* _Activity_: If "underground" shows up in a line of the material, return that line.
====== Task inputs
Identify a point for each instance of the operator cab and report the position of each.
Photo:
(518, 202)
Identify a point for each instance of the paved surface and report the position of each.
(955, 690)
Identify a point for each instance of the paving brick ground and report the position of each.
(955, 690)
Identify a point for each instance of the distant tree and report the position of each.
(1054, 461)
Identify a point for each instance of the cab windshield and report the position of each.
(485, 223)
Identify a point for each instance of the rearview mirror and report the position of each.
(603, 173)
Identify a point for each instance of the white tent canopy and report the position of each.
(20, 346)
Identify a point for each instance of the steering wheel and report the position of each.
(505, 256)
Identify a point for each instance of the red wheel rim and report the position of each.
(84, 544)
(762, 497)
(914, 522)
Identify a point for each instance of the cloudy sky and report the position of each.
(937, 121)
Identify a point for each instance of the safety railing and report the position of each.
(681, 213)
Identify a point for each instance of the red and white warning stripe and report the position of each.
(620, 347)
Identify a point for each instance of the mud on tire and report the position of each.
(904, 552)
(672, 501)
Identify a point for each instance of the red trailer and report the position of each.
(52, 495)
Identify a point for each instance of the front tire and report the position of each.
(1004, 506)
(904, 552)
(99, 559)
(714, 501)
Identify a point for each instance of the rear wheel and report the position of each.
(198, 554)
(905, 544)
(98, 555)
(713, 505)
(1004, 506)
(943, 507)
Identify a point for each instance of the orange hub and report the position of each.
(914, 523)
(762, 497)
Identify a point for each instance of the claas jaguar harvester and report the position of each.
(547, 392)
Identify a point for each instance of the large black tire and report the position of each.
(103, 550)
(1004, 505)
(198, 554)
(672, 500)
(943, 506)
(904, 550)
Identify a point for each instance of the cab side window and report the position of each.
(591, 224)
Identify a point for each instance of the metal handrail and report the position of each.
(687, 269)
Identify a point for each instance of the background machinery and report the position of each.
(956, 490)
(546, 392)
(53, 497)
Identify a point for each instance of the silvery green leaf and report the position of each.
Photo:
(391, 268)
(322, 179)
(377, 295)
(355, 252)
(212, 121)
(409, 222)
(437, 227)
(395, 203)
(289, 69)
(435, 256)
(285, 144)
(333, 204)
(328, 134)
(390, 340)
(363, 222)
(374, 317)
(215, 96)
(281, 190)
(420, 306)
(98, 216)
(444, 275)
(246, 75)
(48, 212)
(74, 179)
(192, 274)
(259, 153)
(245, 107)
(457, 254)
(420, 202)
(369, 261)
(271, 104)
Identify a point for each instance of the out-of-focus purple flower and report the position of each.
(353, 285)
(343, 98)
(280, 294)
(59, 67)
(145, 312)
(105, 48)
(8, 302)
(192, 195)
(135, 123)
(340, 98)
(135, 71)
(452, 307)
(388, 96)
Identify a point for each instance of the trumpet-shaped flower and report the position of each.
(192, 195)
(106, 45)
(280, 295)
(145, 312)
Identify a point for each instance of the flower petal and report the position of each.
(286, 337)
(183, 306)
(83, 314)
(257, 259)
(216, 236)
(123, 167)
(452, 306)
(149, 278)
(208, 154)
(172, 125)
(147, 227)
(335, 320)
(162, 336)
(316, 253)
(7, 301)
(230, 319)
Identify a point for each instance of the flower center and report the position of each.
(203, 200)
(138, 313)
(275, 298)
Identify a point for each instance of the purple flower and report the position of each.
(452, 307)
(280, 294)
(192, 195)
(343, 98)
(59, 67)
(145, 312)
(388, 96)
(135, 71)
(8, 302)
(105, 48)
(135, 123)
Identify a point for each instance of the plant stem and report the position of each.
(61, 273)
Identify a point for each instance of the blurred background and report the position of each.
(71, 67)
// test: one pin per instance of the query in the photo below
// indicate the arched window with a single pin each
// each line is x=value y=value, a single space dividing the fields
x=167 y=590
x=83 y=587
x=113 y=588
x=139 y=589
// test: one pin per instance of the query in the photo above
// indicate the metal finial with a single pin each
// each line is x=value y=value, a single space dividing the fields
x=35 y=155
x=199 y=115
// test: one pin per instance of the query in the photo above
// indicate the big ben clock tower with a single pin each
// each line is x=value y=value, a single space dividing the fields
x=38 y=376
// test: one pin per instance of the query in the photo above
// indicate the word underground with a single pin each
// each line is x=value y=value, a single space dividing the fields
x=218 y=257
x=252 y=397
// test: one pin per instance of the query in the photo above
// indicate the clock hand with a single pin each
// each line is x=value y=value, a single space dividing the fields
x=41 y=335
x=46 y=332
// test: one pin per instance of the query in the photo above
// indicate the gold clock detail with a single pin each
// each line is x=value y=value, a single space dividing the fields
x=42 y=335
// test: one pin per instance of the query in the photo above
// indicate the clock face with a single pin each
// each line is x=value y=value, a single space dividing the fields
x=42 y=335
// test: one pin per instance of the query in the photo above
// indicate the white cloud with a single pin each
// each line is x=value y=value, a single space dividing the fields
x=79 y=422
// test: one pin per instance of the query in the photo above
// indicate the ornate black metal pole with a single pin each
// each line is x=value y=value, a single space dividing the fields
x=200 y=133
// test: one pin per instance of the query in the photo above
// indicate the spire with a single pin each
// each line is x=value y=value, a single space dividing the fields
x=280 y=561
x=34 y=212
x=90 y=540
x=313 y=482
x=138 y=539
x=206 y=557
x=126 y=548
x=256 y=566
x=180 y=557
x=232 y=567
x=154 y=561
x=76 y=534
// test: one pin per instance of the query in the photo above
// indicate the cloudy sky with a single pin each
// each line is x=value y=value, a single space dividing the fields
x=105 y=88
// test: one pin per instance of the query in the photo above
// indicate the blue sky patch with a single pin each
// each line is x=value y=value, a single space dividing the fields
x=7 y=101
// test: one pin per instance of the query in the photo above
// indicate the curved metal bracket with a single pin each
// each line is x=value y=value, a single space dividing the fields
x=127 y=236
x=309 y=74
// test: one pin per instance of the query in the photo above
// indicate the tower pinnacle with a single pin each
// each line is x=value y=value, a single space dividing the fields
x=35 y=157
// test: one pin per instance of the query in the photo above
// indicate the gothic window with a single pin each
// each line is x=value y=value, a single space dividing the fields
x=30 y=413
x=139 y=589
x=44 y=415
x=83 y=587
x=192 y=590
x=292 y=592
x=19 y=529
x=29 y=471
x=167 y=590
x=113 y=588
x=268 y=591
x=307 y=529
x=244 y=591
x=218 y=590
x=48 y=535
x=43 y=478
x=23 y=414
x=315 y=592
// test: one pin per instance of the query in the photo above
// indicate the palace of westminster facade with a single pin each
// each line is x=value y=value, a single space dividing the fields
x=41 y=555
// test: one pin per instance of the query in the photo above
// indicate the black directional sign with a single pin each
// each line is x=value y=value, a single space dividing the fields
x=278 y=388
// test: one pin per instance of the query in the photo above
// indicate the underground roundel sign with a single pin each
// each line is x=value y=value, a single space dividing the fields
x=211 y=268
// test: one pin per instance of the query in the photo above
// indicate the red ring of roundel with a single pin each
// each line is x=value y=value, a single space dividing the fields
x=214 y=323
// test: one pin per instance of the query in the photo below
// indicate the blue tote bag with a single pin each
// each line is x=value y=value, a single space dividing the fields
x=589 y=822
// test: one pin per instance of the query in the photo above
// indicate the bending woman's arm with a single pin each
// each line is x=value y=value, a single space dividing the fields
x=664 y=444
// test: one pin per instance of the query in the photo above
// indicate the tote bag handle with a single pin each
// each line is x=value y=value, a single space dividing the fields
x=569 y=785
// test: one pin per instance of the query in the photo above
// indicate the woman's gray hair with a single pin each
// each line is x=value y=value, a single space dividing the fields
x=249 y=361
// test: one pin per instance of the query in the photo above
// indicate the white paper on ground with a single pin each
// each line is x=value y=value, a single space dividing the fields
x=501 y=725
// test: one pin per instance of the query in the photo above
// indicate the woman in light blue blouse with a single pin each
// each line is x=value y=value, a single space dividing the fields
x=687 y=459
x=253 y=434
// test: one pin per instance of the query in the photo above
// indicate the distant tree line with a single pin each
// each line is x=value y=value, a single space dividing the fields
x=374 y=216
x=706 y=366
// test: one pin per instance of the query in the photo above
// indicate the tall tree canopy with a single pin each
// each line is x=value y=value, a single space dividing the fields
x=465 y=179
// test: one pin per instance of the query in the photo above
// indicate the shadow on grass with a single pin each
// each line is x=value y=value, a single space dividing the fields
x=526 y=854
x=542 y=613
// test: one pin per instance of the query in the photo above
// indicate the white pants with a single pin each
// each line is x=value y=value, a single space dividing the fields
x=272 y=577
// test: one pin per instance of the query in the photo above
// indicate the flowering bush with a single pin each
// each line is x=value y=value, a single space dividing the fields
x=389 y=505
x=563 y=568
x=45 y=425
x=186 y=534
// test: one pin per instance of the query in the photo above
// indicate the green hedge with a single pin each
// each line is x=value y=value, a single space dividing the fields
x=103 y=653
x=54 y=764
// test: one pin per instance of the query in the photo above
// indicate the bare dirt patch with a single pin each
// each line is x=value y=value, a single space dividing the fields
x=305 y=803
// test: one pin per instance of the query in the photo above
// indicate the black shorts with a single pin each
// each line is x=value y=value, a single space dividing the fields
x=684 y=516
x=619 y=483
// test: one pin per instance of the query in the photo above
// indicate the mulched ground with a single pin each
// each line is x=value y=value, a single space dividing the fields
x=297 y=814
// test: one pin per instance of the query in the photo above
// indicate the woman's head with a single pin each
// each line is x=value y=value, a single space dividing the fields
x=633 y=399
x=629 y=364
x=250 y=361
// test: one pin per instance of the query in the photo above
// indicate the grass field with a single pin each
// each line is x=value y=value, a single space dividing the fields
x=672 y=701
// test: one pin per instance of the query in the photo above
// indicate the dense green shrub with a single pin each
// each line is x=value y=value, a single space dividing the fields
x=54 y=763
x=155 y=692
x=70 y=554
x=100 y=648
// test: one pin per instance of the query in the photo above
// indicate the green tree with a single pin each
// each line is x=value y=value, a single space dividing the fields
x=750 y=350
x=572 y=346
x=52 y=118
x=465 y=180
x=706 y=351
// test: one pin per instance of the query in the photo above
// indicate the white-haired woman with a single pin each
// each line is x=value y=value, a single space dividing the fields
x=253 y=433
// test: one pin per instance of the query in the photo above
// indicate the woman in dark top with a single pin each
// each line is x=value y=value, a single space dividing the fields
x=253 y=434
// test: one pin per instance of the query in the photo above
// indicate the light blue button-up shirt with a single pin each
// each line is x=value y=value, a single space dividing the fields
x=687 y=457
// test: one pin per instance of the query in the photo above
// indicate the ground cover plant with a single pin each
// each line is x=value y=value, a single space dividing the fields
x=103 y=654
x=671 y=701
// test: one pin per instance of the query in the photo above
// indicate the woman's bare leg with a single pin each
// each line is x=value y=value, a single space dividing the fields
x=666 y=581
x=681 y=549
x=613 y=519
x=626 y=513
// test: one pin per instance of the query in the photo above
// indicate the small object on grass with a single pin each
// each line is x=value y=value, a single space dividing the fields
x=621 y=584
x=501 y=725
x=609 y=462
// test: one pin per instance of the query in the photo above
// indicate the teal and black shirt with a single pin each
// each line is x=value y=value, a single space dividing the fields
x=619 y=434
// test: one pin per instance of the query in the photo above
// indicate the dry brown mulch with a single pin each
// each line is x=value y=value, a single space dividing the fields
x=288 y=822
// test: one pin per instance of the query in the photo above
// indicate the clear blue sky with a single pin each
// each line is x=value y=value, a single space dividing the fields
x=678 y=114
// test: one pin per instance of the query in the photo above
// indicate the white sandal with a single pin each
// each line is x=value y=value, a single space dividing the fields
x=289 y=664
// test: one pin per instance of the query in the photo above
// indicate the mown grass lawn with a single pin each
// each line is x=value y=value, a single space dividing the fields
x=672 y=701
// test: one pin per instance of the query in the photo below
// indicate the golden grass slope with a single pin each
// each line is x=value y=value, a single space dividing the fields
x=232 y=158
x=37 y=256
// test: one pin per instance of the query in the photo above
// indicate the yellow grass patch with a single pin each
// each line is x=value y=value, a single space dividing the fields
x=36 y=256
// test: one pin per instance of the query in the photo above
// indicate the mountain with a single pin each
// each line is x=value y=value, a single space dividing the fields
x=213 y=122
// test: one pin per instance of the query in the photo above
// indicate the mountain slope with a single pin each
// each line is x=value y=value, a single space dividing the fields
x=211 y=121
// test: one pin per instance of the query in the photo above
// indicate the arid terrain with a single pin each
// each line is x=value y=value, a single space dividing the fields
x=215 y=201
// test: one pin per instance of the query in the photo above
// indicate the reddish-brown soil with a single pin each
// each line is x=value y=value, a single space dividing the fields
============
* _Output of the task_:
// indicate the word underground with a single pin each
// indicate the underground roundel sign with a single pin each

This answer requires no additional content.